#### What is needed:
Only the lines from the one containing "Pick out the hi-vis" through the last line of the data are to be written out, exactly and in full.

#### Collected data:
- - - -

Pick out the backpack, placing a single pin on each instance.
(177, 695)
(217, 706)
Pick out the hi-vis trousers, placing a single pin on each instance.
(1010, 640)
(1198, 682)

- - - -

#### Solution for this problem:
Pick out the hi-vis trousers, placing a single pin on each instance.
(1010, 640)
(1198, 682)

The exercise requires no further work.